• [What to work on]
Please count the lines in the rows below that contain the string "written", with case counting, and reply with the number alone.

• [Entries]

──────────

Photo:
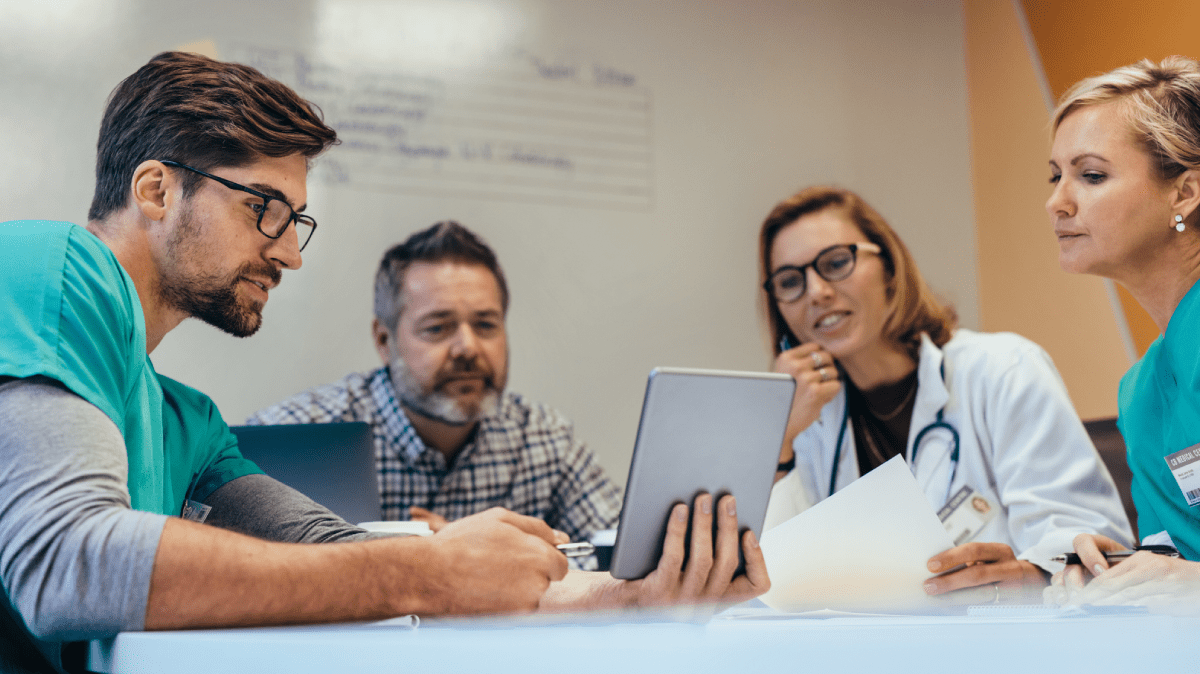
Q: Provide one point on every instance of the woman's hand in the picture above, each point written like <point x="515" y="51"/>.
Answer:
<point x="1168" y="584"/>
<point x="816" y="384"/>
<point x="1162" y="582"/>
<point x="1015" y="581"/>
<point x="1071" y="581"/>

──────────

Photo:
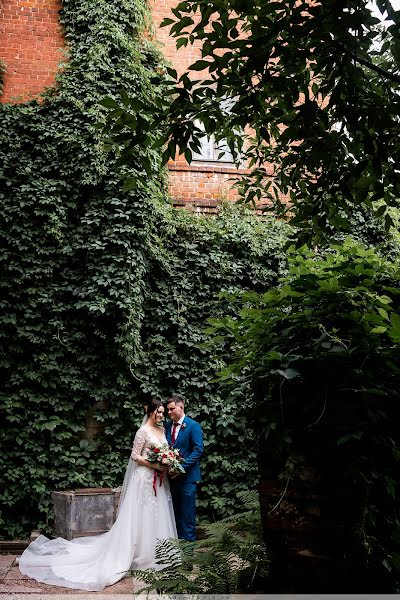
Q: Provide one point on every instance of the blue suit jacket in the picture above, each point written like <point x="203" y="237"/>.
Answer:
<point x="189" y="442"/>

──────────

• [Complete output]
2